**DIRECTION A:** Rewrite the paragraph of the Mac mini discussion that begins "The lady and I were talking" as a short bulleted list, keeping its main facts.

The lady and I were talking about the rate of technological evolution last night. I waxed on about how excited I was when the first Gigabyte drives came with their $1200 pricing. We laughed about our high school days when a mobile phone meant carrying a 5lb battery around with the phone.
Today's youth have no idea about how rapidly changing the tech world is. It's entirely feasible that they see even more change within a decade of their adult lives.
With that in mind the profit margins of $500 computers should rise indeed. When you look at the integration that is happening it's becoming simple to build a low cost computer.
Case
Motherboard
CPU/GPU ondie
RAM/HDD
Physical interfaces
Software
Expansion boards go unused often, because everything has been built on the motherboard.
That's only for parts and manufacturing. These machines have to be developed, marketed, shipped, etc. Even if Apple sees a $150 profit, that's just 25%, which is well below the company average of the low-to-mid 30% range.
that resellers are selling the $599 model for $549, which means that they buy the machine from Apple for just north of $500. So that suggests margins could be less than 20%. Alternatively, iSuppli could just be wrong in their assessment. Personally, I believe it costs Apple less to make the $599 Mac mini than iSuppli estimates.
K
My thoughts exactly, I guess when your a volume buyer like Apple, you can cut deals to get certain parts like -near end of life- parts at the seller costs. It works for the seller as they just break even and not have to dump the parts in a dumpster and charge more for the higher end/newer parts.
It works for Apple because they can make a lower end product designed like a loss leader or introductory Mac.
A lot of people who buy a Mini, are using their old PC tower parts, maybe even a KVM switch too.
The Mini, in my opinion, quickly outgrows itś limited performance and people trade up sooner, hopefully to a more profitable higher end Mac or even buy other high margin Apple products.
Right- and you'll stop using the tern "troll" whenever somebody says anything against the grain. Fanboy is not stupid but a reality. How else do you explain how someone cn defend every shortcoming in any given Apple product- all the time, incessantly?
Teckstud, you are a troll, believe me.
- You seem to hate everything Apple, and especially love to attack the iPhone (by the way, how's your new Pre doing?)
- Your English is second grade level: ... they'er still to high... (Sigh)
- With all the bitching, you still add the slogan "Once you go Mac, you never go back" to your postings.
But please don't leave us, we would miss you tremendously!
About nine months ago, I purchased the previous generation Mac Mini for $599 to find out if I wanted to switch to the Mac after almost three decades of using Microsoft operating systems (MS-DOS and Windows).

**DATA PROVIDED:**
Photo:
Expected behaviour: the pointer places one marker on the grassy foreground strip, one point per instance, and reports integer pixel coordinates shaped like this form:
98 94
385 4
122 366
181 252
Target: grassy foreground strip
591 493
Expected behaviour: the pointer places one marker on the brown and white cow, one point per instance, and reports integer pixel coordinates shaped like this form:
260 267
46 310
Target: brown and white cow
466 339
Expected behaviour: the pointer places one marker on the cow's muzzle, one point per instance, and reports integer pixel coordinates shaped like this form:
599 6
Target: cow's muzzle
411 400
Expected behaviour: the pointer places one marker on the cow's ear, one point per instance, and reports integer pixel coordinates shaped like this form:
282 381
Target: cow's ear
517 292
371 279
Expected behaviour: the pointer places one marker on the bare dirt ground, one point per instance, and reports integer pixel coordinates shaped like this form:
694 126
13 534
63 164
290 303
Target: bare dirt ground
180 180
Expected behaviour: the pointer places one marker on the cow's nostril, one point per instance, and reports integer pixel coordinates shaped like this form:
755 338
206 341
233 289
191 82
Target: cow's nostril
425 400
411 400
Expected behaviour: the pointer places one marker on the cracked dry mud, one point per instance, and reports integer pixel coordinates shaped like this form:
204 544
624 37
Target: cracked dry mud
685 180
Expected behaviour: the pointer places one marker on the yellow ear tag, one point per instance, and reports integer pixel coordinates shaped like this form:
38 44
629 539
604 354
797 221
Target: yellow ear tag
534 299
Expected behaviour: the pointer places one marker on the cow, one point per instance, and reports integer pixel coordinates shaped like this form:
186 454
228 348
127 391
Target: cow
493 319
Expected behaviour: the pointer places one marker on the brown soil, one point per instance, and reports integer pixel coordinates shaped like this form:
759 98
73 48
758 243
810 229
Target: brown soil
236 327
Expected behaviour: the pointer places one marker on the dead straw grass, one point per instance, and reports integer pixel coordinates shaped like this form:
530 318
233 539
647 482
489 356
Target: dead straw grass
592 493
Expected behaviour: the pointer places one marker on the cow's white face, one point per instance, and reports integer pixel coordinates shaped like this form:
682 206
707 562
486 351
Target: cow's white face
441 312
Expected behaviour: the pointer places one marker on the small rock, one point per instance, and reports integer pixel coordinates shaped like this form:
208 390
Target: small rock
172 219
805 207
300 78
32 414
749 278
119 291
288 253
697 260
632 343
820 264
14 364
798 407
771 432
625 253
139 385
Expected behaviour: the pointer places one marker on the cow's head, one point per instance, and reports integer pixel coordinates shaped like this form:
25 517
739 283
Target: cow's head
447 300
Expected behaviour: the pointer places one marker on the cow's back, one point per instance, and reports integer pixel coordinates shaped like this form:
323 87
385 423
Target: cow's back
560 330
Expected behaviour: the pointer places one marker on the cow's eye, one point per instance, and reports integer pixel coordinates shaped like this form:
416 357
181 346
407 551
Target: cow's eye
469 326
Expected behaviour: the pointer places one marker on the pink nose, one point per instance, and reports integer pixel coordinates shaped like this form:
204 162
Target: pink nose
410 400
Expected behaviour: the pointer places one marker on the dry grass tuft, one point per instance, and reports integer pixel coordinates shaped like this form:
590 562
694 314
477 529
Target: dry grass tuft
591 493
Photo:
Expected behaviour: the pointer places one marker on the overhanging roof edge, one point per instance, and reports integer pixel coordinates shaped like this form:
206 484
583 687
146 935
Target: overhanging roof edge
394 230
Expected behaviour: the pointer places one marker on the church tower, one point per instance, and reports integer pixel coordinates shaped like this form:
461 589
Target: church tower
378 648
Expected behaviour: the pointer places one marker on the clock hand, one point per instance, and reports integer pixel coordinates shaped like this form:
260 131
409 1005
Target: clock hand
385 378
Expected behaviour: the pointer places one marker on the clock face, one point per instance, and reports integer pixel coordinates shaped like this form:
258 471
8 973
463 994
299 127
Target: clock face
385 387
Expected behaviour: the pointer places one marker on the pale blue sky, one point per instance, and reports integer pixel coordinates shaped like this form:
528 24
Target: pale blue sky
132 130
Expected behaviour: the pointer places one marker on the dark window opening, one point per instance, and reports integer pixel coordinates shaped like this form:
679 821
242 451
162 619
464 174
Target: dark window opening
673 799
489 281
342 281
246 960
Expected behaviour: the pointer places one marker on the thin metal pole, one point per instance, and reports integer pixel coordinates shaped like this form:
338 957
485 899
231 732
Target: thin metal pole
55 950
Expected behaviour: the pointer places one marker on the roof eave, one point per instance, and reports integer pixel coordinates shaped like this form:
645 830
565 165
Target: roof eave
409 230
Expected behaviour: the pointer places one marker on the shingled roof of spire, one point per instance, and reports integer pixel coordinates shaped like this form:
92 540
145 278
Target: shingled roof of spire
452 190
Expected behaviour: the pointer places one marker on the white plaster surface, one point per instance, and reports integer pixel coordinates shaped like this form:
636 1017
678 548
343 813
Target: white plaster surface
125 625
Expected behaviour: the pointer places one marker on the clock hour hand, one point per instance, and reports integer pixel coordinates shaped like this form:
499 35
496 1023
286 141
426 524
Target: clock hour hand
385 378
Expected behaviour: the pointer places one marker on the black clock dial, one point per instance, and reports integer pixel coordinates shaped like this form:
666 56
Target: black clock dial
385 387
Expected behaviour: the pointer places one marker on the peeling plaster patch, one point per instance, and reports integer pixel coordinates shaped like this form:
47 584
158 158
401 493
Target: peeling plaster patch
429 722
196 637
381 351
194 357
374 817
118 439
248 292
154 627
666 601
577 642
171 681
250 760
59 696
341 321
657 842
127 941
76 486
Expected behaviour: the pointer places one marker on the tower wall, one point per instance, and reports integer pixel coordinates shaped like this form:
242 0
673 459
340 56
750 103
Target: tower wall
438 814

**DIRECTION B:** Find each line in the records that contains the word "grassy", and copy those lines.

**RIGHT ANSWER A:**
- The writer and "the lady" talked the previous night about how fast technology changes.
- The writer recalled being excited when the first gigabyte drives came out at a price of $1200.
- They laughed about their high school days, when a mobile phone meant carrying a 5lb battery along with it.

**RIGHT ANSWER B:**
Expected behaviour: the pointer places one marker on the grassy foreground strip, one point per instance, and reports integer pixel coordinates shaped like this form:
Target: grassy foreground strip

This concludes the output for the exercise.